*** Block opens ***

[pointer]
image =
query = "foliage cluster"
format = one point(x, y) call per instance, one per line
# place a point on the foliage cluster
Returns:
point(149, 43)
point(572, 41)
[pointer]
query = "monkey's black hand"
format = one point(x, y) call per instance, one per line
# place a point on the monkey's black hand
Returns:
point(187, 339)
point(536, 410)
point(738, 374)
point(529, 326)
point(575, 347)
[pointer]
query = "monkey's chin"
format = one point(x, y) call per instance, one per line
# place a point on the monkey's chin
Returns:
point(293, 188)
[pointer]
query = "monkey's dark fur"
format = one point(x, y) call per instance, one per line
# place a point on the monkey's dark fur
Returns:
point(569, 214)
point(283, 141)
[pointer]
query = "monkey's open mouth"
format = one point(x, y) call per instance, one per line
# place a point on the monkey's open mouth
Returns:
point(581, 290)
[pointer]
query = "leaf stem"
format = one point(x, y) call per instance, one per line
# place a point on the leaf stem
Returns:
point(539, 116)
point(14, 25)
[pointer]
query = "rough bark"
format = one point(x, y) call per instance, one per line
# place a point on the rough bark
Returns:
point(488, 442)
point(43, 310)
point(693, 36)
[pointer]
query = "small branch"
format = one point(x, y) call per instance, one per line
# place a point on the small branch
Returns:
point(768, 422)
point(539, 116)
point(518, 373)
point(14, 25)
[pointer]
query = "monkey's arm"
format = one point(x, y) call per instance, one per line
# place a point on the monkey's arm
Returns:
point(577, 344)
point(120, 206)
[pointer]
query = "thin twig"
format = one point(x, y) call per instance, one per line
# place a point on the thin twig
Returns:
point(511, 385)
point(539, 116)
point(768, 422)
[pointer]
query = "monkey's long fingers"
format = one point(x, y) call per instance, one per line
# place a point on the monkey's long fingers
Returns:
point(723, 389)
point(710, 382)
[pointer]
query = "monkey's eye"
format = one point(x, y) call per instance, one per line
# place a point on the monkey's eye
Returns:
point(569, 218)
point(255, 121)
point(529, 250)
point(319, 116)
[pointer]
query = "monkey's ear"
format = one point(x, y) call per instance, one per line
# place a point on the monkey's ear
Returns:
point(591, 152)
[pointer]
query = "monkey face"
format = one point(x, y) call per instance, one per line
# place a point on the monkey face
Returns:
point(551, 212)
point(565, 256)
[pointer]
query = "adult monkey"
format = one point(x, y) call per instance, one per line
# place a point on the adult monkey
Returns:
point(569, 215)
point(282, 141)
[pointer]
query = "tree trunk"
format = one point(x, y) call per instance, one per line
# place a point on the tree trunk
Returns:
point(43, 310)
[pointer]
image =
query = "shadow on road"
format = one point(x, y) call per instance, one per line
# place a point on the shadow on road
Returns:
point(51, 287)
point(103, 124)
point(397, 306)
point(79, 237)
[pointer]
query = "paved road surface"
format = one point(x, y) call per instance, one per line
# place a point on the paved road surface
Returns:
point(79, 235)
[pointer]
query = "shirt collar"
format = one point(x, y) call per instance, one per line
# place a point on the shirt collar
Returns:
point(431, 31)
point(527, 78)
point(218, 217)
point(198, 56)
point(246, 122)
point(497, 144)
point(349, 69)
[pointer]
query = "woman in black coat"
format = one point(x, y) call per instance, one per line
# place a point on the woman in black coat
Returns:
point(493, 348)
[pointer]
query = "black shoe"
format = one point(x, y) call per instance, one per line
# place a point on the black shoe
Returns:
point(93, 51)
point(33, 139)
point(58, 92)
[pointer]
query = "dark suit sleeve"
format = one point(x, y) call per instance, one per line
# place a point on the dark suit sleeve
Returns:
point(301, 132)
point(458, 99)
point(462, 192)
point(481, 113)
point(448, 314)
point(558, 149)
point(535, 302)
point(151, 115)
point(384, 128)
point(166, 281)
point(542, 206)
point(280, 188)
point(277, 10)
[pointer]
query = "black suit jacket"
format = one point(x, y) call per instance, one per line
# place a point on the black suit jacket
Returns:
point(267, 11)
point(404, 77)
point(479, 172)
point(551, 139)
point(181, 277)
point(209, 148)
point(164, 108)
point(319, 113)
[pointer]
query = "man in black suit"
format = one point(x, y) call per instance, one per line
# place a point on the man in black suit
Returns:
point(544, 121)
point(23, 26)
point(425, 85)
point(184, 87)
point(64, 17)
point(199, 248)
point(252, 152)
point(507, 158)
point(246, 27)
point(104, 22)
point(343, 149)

*** Block closes ***

## YOUR OBJECTIVE
Output the listing exactly.

## RESPONSE
[pointer]
image =
query = "foliage cluster"
format = one point(x, y) call per instance, one per line
# place a point on the foliage cluster
Returns:
point(149, 43)
point(572, 41)
[pointer]
query = "monkey's black hand"
format = one point(x, y) call per instance, one per line
# place a point on the monkey's black hand
Returns:
point(187, 339)
point(536, 410)
point(738, 374)
point(529, 326)
point(575, 347)
[pointer]
query = "monkey's chin"
format = one point(x, y) call per instance, one per line
# place a point on the monkey's chin
Returns:
point(293, 188)
[pointer]
query = "monkey's dark fur"
format = one point(x, y) call per instance, one per line
# place a point on the monkey's dark fur
Returns:
point(569, 214)
point(283, 141)
[pointer]
query = "monkey's open mouth"
format = one point(x, y) call per instance, one per line
# place a point on the monkey's open mouth
Returns:
point(581, 290)
[pointer]
query = "leaf stem"
format = one point(x, y) call per instance, one per line
# place a point on the leaf stem
Returns:
point(539, 116)
point(14, 25)
[pointer]
query = "rough bark"
format = one point(x, y) call per instance, one per line
# place a point on the rough bark
Returns:
point(488, 442)
point(43, 310)
point(693, 36)
[pointer]
query = "small branch"
format = one point(x, y) call per instance, one per line
# place a point on the small branch
Returns:
point(768, 422)
point(539, 116)
point(518, 373)
point(14, 25)
[pointer]
query = "monkey's arm"
format = one point(x, y) call per instance, one per line
# place a point on the monkey's arm
Returns:
point(577, 344)
point(120, 206)
[pointer]
query = "thin twig"
format = one point(x, y) call per instance, one per line
# place a point on the thin twig
Returns:
point(511, 385)
point(539, 116)
point(768, 422)
[pointer]
query = "monkey's long fingers"
format = one point(x, y) call per instance, one per line
# place a point on the monkey's long fingers
Returns:
point(723, 389)
point(710, 382)
[pointer]
query = "monkey's eye"
format = one point(x, y) call per instance, one per line
# place a point on the monkey's eye
Returns:
point(569, 218)
point(255, 121)
point(529, 250)
point(319, 116)
[pointer]
query = "monkey's ear"
format = one point(x, y) call per instance, one per line
# place a point on the monkey's ear
Returns:
point(591, 152)
[pointer]
query = "monkey face"
format = one point(x, y) call per instance, one per line
# place a point on the monkey face
Returns:
point(551, 212)
point(565, 256)
[pointer]
query = "adult monkey"
format = one point(x, y) call per instance, one per line
# place a point on the adult monkey
Returns:
point(569, 215)
point(282, 141)
[pointer]
query = "tree trunk"
format = one point(x, y) call per instance, one per line
# place a point on the tree trunk
Returns:
point(43, 310)
[pointer]
image =
query = "shadow on road"
format = one point(x, y) call per instance, one per line
# place a point on the shadow on road
Returns:
point(51, 287)
point(103, 124)
point(397, 306)
point(79, 237)
[pointer]
query = "paved road surface"
format = one point(x, y) call per instance, one per line
# place a point on the paved road surface
Returns:
point(79, 235)
[pointer]
query = "shirt collar"
format = one point(x, y) call per instance, one per line
# place a point on the shirt collar
Returns:
point(431, 31)
point(527, 78)
point(218, 217)
point(198, 56)
point(246, 122)
point(497, 144)
point(349, 69)
[pointer]
query = "woman in black coat"
format = one point(x, y) call per instance, one per line
# place a point on the woman in black coat
Returns:
point(493, 348)
[pointer]
query = "black shoe"
format = one point(x, y) call per instance, one per line
# place a point on the black shoe
Returns:
point(93, 51)
point(33, 139)
point(58, 92)
[pointer]
query = "dark suit sleeve"
format = one point(x, y) call per instance, one per line
# place a point on the dark suit sleeve
Returns:
point(301, 132)
point(458, 99)
point(462, 192)
point(481, 113)
point(448, 314)
point(558, 149)
point(535, 302)
point(151, 115)
point(384, 128)
point(166, 281)
point(542, 206)
point(280, 188)
point(277, 10)
[pointer]
query = "black suit jacket"
format = one point(x, y) call per instance, one per line
# place a point on the black suit jacket
Returns:
point(267, 11)
point(404, 77)
point(479, 172)
point(551, 139)
point(181, 277)
point(209, 148)
point(164, 108)
point(319, 113)
[pointer]
query = "man in black suit"
format = one point(x, y) call per instance, one per line
# place a point on the man in black suit
Returns:
point(544, 121)
point(23, 26)
point(425, 85)
point(184, 87)
point(64, 17)
point(199, 248)
point(252, 152)
point(507, 158)
point(246, 27)
point(104, 22)
point(343, 149)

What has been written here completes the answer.